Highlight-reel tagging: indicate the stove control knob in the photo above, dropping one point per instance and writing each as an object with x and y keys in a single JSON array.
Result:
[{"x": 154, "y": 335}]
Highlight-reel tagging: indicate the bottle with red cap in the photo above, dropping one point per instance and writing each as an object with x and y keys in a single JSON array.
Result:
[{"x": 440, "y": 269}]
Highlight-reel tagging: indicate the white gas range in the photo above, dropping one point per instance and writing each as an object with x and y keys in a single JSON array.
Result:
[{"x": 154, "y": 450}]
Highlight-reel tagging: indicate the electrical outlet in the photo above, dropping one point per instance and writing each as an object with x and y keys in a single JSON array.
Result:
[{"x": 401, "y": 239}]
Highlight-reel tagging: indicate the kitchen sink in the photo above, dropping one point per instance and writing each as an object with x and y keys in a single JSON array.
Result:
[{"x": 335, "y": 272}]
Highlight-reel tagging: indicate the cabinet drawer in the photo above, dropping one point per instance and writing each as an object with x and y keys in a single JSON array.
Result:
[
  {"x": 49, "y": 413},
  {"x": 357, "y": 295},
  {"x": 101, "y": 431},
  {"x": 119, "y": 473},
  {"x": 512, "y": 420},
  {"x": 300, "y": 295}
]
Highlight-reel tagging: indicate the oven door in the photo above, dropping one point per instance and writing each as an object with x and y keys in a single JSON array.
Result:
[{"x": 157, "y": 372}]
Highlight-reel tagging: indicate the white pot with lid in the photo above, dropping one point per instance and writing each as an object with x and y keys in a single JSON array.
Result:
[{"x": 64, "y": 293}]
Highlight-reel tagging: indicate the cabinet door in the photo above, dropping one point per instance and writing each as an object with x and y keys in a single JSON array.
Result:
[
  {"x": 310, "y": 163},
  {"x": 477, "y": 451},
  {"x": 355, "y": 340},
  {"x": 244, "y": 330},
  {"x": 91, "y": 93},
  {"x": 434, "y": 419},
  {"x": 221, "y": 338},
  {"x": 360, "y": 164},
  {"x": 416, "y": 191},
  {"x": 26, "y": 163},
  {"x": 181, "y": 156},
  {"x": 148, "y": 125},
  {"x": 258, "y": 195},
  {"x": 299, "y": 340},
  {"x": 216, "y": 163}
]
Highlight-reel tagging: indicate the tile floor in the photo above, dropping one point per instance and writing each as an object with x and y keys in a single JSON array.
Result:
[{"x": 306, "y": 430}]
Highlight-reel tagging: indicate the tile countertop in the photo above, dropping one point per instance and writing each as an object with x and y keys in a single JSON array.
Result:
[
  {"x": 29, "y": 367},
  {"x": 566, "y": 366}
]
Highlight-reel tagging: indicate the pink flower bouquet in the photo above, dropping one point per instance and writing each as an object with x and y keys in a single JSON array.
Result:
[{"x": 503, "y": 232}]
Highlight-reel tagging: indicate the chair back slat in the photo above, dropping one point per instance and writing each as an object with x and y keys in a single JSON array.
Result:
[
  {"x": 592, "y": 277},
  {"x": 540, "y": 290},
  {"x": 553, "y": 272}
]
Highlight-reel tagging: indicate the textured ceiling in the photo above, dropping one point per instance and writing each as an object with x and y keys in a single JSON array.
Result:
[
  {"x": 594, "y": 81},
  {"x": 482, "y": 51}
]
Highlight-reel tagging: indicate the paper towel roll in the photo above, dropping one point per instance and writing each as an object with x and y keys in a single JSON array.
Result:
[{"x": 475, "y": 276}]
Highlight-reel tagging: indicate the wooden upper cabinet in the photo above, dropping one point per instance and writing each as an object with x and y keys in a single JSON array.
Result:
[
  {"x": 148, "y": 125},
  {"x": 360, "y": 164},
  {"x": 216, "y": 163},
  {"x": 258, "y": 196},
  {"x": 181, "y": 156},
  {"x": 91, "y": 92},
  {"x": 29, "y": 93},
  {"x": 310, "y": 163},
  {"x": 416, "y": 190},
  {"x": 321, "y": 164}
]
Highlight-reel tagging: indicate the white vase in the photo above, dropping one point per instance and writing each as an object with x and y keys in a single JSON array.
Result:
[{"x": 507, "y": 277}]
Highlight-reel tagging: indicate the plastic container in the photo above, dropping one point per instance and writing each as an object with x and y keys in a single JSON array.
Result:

• • • • • • •

Written task.
Switch "Highlight-reel tagging" to "Object pointing" in every one of the records above, leaving everything else as it is.

Completed exercise.
Object pointing: indicate the stove control knob in the photo above, dropping one point per instance and writing each as an object with x and y keys in a single JSON array.
Result:
[{"x": 154, "y": 335}]
Object pointing: indicate the bottle with red cap in the photo above, dropping one point per instance and writing each as an object with x and y keys in a single JSON array.
Result:
[{"x": 440, "y": 269}]
Object pointing: indicate the white gas range in the photo above, dropping one point per instance and writing each as an object with x and y keys in a single JSON array.
Result:
[{"x": 154, "y": 450}]
Object pointing: indicate the electrical outlet in the photo above, dropping one point per instance and writing each as an object with x and y keys in a single JSON array.
Result:
[{"x": 401, "y": 239}]
Object pointing: indicate the kitchen sink in the photo above, dropping one point per instance and writing each as an object with x and y keys in a single JSON array.
Result:
[{"x": 335, "y": 272}]
Object pointing: indicate the cabinet drawer in the photo above, dropping one point per instance and writing each as an object with x and y keys in a single JSON array.
Result:
[
  {"x": 49, "y": 413},
  {"x": 357, "y": 295},
  {"x": 101, "y": 431},
  {"x": 119, "y": 473},
  {"x": 512, "y": 420},
  {"x": 300, "y": 295}
]
Object pointing: indicate the oven door in the photo above, dropping one point per instance and writing each as an object with x and y keys in a single JSON array.
Result:
[{"x": 157, "y": 372}]
Object pointing: indicate the white pot with lid in the photo above, dropping one point per instance and writing each as an object with x and y keys in a single JSON array.
Result:
[{"x": 64, "y": 293}]
Object pointing: indicate the cabinet door in the photo above, dropping one point per instance and writing each as an object with x and y keys in a single JSON array.
Result:
[
  {"x": 310, "y": 163},
  {"x": 477, "y": 451},
  {"x": 355, "y": 340},
  {"x": 244, "y": 330},
  {"x": 91, "y": 93},
  {"x": 434, "y": 419},
  {"x": 221, "y": 338},
  {"x": 360, "y": 164},
  {"x": 416, "y": 191},
  {"x": 26, "y": 163},
  {"x": 181, "y": 156},
  {"x": 148, "y": 125},
  {"x": 258, "y": 195},
  {"x": 299, "y": 340},
  {"x": 216, "y": 163}
]
Object pointing: indicate the tile floor in the photo above, dropping one point per instance and writing each as an object with x and y keys in a single JSON array.
Result:
[{"x": 306, "y": 430}]
Object pointing: indicate the tile countertop in the photo above, dropping one point per instance and writing each as an object with x and y keys in a single JSON array.
Result:
[
  {"x": 29, "y": 367},
  {"x": 566, "y": 366}
]
Object pointing: indicate the pink flower bouquet in the photo above, dropping one point per instance and writing each as an object with x and y keys in a single JSON array.
Result:
[{"x": 503, "y": 232}]
Object pointing: indicate the chair back slat in the photo above, dropping one point per instance and writing each as an object with x and y keys in a single JSON array.
Result:
[
  {"x": 592, "y": 277},
  {"x": 540, "y": 290},
  {"x": 553, "y": 272}
]
Object pointing: indicate the textured ceiling in the photo above, dropping one point per instance and writing each as an object with x and y keys in a single JSON array.
Result:
[
  {"x": 594, "y": 81},
  {"x": 482, "y": 51}
]
Object pointing: indicate the paper towel roll in the photo above, dropping one point per instance and writing each as an object with x and y keys in a single JSON array.
Result:
[{"x": 475, "y": 276}]
Object pointing: indicate the wooden upper cabinet in the photo above, dropping one point per instance and writing each as an object with x and y keys in a single JSON array.
Result:
[
  {"x": 148, "y": 125},
  {"x": 360, "y": 164},
  {"x": 216, "y": 163},
  {"x": 258, "y": 196},
  {"x": 181, "y": 156},
  {"x": 91, "y": 92},
  {"x": 29, "y": 93},
  {"x": 310, "y": 163},
  {"x": 416, "y": 190},
  {"x": 321, "y": 164}
]
Object pointing: indicate the white vase in the photo above, dropping one point per instance and writing each as an object with x and y keys in a single JSON array.
Result:
[{"x": 507, "y": 277}]
Object pointing: indicate the plastic container in the photo above, dropping one point per instance and writing each as an object with x and y keys in a single JSON array.
Result:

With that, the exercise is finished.